=== Recorded information ===
=======

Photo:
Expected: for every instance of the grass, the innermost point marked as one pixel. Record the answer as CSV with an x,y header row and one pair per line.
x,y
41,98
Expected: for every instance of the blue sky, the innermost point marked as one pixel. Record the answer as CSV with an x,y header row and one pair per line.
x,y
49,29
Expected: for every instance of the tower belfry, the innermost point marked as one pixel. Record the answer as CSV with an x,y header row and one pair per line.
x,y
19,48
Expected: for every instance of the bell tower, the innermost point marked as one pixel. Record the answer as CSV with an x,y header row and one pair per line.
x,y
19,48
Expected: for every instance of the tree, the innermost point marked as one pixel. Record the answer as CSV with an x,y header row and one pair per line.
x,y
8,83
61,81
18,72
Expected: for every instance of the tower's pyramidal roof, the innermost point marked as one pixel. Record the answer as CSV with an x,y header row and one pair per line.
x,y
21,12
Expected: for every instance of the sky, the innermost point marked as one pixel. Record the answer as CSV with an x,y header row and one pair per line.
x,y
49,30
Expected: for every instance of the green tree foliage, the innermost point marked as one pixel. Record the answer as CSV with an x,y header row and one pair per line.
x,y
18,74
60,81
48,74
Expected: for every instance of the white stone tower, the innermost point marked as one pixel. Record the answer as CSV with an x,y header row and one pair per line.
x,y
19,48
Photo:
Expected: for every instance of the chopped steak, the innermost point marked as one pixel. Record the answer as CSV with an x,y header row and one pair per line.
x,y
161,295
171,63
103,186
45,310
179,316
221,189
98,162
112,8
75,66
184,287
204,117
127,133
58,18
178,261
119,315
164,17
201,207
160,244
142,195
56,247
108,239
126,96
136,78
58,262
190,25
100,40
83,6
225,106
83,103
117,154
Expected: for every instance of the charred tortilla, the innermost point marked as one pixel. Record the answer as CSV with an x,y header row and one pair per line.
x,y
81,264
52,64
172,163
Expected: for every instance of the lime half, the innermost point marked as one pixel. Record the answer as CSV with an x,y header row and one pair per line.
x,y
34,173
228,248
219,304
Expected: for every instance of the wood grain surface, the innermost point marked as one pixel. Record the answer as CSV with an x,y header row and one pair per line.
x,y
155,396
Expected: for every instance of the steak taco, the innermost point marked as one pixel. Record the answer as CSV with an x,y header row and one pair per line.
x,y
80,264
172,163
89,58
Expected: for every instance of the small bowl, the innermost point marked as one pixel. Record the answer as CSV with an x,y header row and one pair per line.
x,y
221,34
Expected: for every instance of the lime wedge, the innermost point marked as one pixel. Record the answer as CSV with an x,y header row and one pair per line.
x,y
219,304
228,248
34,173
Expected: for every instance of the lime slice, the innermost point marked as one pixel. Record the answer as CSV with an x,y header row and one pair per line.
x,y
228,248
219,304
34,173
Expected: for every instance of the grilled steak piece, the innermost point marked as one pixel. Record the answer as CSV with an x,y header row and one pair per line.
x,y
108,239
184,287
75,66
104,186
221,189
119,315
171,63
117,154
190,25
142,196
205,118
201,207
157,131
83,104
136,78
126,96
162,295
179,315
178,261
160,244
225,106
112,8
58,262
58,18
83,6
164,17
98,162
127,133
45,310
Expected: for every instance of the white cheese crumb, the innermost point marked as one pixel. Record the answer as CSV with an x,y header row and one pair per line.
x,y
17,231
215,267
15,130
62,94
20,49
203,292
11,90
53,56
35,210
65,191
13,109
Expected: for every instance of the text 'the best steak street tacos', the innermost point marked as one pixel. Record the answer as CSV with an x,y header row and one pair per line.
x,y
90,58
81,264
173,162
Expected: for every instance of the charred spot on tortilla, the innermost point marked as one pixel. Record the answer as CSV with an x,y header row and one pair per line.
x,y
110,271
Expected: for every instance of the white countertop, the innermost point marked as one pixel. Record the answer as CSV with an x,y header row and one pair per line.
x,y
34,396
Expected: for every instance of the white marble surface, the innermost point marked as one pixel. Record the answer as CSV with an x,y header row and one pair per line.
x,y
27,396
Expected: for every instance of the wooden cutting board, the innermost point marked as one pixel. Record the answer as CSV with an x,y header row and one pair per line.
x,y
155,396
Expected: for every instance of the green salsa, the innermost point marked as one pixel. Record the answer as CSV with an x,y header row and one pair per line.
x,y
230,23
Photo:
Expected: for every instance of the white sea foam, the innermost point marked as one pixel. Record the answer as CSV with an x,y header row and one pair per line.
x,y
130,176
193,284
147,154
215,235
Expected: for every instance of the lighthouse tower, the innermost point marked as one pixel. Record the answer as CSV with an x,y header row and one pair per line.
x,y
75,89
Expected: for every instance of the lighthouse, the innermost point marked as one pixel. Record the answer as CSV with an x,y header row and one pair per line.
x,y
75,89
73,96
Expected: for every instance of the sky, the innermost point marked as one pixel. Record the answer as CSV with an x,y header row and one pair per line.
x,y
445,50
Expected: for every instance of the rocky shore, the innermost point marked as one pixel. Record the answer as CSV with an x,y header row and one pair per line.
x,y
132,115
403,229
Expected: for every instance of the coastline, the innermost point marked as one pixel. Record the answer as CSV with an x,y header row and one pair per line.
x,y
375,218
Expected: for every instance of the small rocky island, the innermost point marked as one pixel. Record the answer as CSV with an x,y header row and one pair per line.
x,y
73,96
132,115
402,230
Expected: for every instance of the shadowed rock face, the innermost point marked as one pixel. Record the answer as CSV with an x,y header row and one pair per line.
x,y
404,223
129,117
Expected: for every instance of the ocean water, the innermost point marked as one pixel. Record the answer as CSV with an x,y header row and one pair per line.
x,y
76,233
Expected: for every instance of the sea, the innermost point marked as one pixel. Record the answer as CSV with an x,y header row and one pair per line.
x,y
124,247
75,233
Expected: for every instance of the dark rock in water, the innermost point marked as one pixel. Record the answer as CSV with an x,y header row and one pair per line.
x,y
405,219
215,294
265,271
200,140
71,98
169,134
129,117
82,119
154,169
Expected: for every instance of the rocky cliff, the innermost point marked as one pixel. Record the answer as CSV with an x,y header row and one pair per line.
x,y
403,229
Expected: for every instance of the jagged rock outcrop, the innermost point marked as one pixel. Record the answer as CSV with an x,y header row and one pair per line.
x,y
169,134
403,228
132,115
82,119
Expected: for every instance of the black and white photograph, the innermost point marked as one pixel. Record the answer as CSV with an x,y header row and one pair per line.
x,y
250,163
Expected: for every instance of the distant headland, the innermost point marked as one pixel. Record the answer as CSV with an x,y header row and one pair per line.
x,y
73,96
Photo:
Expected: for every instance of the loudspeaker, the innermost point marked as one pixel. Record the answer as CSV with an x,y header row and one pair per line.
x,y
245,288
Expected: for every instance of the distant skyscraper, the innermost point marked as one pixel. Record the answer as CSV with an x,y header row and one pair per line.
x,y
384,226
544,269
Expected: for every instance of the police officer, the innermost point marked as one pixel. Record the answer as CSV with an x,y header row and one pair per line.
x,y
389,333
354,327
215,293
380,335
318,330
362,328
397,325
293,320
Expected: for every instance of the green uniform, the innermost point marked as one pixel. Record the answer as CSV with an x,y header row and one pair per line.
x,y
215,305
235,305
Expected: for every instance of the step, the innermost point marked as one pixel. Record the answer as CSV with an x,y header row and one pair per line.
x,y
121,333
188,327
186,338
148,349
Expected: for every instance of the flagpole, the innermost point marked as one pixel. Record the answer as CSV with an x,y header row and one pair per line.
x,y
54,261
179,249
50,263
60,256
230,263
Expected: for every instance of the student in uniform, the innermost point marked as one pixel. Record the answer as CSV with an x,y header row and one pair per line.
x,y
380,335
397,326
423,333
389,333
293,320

=======

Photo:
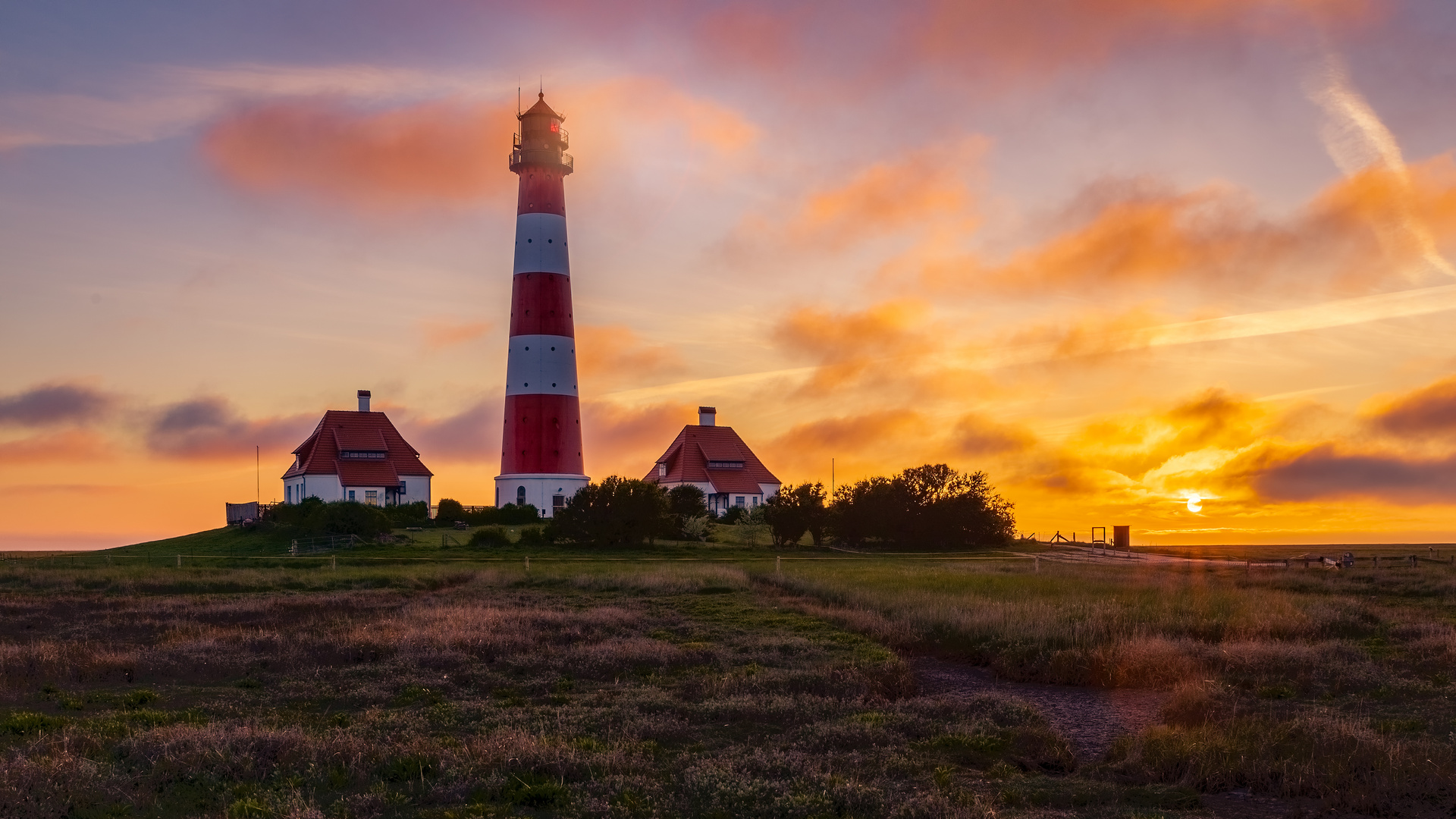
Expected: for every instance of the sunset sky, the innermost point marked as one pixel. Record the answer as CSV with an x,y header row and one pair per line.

=======

=== Task instructions ===
Find every line in the entries above that contains the word "water" and copy each of those lines.

=== Full solution ===
Expected: for every instance of the ocean water, the innermost point marked as one pixel. Record the answer as CSV with an x,y header row and one pair per line.
Expected: for every instance of the dark rock in water, the innermost point marked as one pixel. Record the answer as CSV with an x,y header row and one pair per line.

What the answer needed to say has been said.